Work to be completed: Please repeat the lines below, exactly and only, from the one that holds "Target: tree branch" through the one that holds "Target: fig cluster".

(Referring expression data)
┄┄┄┄┄┄┄┄┄┄
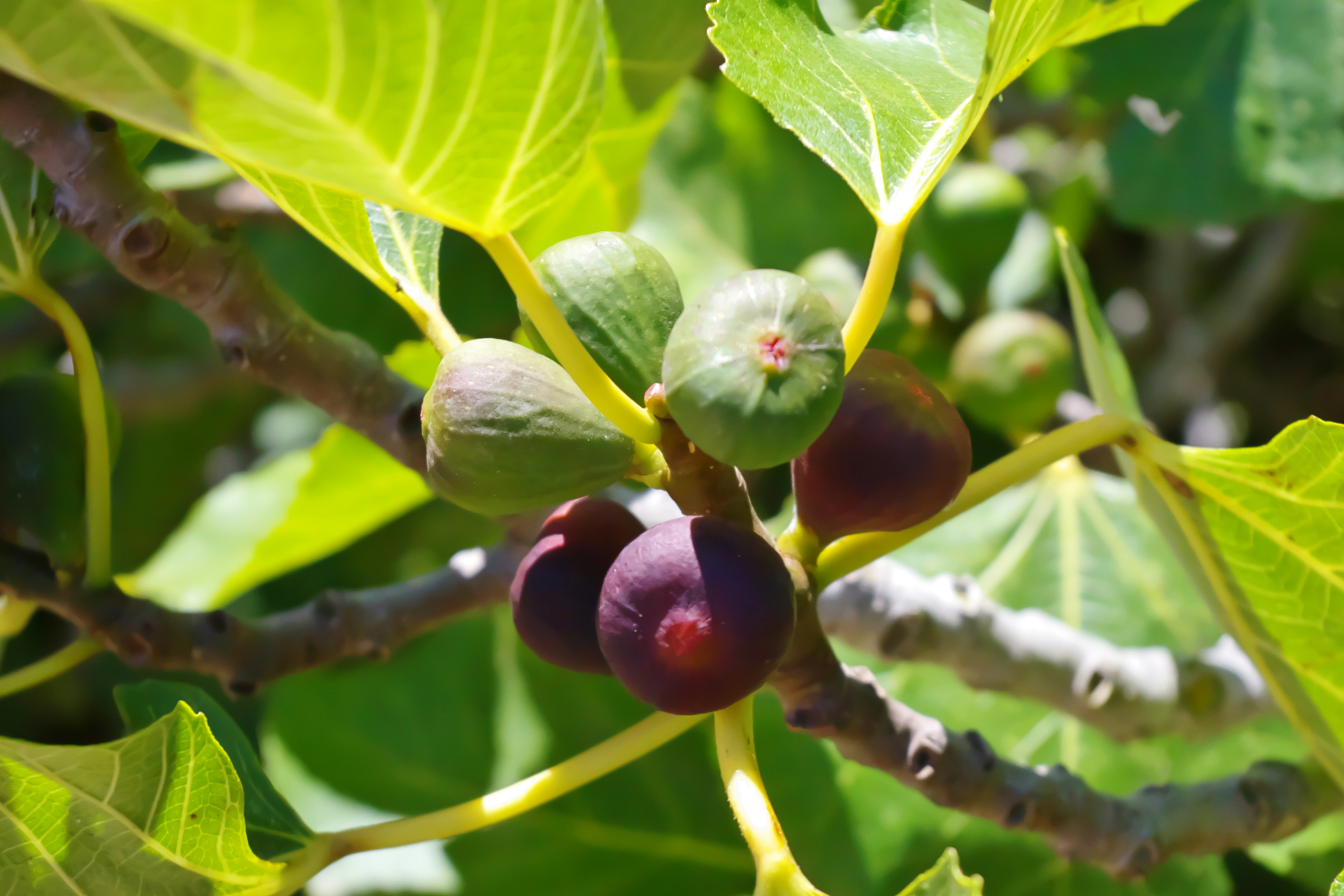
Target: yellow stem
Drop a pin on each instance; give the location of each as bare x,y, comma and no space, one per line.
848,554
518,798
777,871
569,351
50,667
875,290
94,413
┄┄┄┄┄┄┄┄┄┄
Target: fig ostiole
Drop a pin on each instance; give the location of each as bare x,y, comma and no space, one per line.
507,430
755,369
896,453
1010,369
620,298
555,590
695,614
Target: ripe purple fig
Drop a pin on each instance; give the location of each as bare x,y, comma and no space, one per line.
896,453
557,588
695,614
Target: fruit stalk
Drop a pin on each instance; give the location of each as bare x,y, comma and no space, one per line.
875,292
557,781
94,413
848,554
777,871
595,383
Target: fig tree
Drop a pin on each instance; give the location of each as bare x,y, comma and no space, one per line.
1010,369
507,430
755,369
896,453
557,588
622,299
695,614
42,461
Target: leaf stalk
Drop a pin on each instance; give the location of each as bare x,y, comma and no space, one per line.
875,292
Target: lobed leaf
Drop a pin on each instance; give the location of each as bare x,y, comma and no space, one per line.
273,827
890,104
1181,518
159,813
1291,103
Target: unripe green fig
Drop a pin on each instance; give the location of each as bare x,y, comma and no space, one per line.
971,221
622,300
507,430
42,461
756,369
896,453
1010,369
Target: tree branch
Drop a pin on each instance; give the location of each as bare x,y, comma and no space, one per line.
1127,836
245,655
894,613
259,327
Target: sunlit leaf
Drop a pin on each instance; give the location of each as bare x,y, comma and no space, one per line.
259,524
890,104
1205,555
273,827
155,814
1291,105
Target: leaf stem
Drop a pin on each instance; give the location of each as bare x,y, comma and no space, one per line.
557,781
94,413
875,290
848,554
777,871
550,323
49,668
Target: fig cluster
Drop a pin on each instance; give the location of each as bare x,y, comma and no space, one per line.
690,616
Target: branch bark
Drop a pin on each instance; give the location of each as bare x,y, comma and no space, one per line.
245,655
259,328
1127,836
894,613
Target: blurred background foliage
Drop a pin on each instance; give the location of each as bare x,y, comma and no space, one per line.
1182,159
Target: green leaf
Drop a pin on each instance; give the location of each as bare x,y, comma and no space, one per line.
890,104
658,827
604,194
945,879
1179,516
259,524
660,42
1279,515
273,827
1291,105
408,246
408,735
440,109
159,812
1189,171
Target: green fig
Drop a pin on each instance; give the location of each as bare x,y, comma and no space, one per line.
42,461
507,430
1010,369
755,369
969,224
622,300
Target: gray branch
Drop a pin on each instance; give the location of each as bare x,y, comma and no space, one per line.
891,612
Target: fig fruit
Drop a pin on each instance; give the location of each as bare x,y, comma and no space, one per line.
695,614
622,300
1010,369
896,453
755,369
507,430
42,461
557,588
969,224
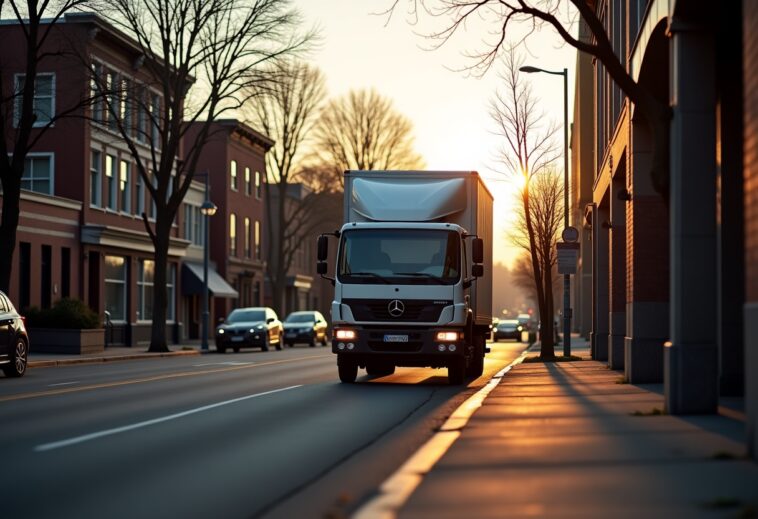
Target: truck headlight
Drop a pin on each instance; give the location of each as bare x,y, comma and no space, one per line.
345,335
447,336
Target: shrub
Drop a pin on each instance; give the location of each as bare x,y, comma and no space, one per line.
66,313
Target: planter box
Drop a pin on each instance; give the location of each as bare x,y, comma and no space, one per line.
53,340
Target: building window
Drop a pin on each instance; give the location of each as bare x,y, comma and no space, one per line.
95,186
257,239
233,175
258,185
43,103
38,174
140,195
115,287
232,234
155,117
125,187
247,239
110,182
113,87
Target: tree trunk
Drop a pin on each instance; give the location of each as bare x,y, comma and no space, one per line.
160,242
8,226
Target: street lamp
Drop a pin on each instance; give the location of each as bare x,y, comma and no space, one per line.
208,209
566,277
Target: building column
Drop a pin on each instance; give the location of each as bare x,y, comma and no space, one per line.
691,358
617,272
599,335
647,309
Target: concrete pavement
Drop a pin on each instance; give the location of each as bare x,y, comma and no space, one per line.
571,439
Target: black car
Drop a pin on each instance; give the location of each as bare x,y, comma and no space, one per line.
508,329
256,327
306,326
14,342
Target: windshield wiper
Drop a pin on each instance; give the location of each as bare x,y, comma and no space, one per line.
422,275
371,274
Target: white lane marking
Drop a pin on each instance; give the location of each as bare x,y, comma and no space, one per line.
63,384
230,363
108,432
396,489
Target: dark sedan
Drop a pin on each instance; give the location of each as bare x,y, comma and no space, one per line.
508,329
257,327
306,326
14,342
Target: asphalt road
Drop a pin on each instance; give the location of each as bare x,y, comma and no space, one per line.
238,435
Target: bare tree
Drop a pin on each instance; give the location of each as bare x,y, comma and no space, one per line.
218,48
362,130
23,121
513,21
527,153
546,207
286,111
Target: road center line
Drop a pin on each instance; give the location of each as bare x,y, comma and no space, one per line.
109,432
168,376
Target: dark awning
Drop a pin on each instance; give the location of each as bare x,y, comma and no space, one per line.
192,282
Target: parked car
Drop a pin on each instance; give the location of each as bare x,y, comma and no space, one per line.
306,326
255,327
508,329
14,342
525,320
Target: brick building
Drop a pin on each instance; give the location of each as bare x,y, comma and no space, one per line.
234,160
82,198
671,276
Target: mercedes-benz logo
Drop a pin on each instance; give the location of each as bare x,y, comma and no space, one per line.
┄┄┄┄┄┄┄┄┄┄
Task output:
Target: tree branch
Drop a pin on each instance; give the location of each as bare x,y, comma and no space, one per line.
1127,836
245,655
894,613
259,327
Target: sunlit leaf
Drop a pin on each instance; give the location of each as bare x,y, comma and no space, one per line.
259,524
890,104
1205,555
273,827
155,814
1291,105
Target: leaf stem
Drop a pin on each instance; give the location of each as bare x,y, comma and no space, one per line.
557,781
94,413
875,290
848,554
777,871
550,323
49,668
Target: fig cluster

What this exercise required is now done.